### Given text
-------------------------

The Corrections Documentary Project is an ongoing body of work about the prison industrial complex and mass incarceration, primarily examining the politics and economics of the 800% increase of the U.S. prison population since 1970, produced in dialogue with people and organizations from communities most affected by prisons and policing. The project is comprised of ten videos, two maps and additional projects that reveal the manner in which this system helps structure and preserve historical hierarchies of today’s society through the rhetoric of crime control.
Corrections was the first work in the series, tracing the processes and rationales for recent prison privatization, the incentives for unbridled growth it points to throughout the whole system, and the resulting implications to our society. Out of this film grew a series of short videos that explore in detail related issues and grassroots efforts to oppose the system. Along with the two maps, the project demonstrates the direct link between motivations of political and economic profit and mass incarceration, where prisons are offered by the states to solve problems of poverty and the state’s own failures, in both the commonly rural communities in which new prisons are built and the typically urban communities from which prisoners most often come.

-------------------------

### Supplied information
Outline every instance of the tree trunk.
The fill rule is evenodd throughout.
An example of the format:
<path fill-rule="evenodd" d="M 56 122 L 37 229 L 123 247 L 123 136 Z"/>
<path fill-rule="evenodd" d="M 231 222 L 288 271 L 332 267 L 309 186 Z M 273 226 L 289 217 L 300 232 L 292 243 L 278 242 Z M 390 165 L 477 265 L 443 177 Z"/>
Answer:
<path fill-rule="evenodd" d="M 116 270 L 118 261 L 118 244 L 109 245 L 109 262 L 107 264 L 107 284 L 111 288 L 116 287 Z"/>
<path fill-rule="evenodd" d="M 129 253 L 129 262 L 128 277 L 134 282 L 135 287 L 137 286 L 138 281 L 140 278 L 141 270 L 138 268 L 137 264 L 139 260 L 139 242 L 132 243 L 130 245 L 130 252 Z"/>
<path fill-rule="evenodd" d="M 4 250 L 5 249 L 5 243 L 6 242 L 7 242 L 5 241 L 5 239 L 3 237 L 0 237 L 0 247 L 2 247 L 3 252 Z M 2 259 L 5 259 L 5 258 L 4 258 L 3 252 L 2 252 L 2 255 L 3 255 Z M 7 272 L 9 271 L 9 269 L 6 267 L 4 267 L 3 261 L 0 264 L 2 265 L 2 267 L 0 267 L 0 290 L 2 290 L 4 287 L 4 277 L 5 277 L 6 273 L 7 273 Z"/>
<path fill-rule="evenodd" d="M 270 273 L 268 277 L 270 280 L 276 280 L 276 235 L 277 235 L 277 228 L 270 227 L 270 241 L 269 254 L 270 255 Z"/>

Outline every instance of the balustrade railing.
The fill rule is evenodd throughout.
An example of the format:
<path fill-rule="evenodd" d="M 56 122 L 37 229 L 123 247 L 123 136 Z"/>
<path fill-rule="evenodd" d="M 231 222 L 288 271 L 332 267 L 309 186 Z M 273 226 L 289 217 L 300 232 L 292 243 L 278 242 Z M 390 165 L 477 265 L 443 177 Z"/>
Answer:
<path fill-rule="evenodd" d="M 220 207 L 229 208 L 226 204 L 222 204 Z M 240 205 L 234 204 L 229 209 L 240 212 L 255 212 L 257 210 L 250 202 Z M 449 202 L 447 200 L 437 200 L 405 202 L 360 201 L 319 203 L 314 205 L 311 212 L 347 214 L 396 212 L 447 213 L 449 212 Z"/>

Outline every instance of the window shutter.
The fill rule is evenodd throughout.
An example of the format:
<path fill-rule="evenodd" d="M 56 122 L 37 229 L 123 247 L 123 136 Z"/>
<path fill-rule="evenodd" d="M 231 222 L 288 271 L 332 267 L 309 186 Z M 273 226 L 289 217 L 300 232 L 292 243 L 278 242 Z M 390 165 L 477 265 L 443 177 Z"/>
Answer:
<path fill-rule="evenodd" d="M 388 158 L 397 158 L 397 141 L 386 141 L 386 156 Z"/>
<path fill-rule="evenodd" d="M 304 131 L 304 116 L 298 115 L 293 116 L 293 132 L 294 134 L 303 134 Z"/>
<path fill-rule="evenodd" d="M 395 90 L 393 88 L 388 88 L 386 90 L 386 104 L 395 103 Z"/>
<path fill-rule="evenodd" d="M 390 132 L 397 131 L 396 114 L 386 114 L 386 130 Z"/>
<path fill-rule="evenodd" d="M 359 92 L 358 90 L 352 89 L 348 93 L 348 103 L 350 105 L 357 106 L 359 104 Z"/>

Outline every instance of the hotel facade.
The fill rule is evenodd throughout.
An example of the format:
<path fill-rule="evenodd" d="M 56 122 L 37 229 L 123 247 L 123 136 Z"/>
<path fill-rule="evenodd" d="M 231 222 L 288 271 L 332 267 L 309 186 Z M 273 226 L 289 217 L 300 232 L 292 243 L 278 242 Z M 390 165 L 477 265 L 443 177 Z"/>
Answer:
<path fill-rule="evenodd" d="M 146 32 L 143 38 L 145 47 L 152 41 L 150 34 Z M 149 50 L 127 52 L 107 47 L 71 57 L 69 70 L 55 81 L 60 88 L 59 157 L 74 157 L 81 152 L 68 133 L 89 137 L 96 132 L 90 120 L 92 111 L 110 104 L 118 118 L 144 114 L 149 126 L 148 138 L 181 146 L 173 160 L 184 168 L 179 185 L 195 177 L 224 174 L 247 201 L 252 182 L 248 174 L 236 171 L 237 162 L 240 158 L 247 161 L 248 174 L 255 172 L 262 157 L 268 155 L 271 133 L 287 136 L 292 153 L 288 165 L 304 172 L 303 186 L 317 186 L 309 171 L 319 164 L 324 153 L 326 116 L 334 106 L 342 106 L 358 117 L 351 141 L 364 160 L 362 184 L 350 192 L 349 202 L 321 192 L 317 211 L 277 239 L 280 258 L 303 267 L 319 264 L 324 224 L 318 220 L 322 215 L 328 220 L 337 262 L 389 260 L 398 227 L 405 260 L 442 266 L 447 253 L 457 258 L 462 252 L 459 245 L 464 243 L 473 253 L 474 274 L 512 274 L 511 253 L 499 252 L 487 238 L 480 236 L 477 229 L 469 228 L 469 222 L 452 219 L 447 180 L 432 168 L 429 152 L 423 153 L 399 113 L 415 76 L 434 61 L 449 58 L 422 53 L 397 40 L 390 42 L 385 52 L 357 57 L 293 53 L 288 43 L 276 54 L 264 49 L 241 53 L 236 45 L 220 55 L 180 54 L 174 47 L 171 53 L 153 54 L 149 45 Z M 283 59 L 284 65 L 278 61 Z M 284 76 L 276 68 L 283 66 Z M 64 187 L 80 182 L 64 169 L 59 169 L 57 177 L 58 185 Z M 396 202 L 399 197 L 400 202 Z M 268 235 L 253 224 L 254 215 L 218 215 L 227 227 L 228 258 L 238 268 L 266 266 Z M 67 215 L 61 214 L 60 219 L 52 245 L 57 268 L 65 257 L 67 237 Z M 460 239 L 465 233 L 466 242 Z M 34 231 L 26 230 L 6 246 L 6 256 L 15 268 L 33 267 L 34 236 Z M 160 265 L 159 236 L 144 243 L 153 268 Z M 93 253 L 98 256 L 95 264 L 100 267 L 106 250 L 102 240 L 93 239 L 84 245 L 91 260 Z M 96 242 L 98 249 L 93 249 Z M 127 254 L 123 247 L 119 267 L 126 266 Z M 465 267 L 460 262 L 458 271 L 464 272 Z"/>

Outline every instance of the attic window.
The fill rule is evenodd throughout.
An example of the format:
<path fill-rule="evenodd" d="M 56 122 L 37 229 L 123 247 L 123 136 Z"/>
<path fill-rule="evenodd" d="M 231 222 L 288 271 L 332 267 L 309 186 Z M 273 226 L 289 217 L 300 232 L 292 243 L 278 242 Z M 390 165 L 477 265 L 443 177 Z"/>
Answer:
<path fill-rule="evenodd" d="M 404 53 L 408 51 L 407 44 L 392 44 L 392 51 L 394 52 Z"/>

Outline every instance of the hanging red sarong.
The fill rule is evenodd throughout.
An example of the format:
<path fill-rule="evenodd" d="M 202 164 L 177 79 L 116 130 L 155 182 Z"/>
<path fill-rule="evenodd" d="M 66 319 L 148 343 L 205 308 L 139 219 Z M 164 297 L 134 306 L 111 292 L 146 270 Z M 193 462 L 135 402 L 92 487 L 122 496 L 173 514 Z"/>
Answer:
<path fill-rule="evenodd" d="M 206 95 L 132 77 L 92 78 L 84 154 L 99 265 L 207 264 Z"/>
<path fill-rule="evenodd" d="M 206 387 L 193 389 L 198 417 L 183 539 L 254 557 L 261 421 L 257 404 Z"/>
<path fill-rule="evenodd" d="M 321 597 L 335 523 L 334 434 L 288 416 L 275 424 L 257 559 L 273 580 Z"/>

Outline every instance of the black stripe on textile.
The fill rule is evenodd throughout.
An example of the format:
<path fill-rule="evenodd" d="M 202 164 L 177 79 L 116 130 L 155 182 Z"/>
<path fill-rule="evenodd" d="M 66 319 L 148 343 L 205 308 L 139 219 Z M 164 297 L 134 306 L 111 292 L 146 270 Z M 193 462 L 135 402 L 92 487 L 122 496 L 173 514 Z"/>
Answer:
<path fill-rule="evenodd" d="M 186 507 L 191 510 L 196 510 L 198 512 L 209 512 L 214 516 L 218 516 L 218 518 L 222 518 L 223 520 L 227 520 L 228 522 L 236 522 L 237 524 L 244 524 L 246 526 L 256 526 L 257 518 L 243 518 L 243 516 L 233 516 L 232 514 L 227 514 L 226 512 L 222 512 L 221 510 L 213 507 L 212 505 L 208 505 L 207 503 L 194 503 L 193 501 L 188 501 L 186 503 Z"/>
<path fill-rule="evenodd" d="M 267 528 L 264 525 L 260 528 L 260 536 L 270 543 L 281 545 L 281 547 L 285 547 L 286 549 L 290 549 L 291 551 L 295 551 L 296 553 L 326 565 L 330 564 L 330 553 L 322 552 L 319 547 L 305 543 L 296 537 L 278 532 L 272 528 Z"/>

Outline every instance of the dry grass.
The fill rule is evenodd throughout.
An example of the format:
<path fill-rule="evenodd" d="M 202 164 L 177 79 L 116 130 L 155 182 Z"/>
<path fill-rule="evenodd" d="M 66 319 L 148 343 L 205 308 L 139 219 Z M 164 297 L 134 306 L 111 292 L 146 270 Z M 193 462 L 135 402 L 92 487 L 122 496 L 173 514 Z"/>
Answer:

-------------------------

### What you need to do
(a) Print everything in the project description from "The Corrections Documentary" down to "of crime control.".
(b) Answer these questions from the project description:
(i) By what percentage has the U.S. prison population grown since 1970?
(ii) How many videos and how many maps make up the project?
(iii) Which work was the first in the series?

### Answer set
(a)
The Corrections Documentary Project is an ongoing body of work about the prison industrial complex and mass incarceration, primarily examining the politics and economics of the 800% increase of the U.S. prison population since 1970, produced in dialogue with people and organizations from communities most affected by prisons and policing. The project is comprised of ten videos, two maps and additional projects that reveal the manner in which this system helps structure and preserve historical hierarchies of today’s society through the rhetoric of crime control.

(b)
(i) 800%
(ii) Ten videos and two maps
(iii) Corrections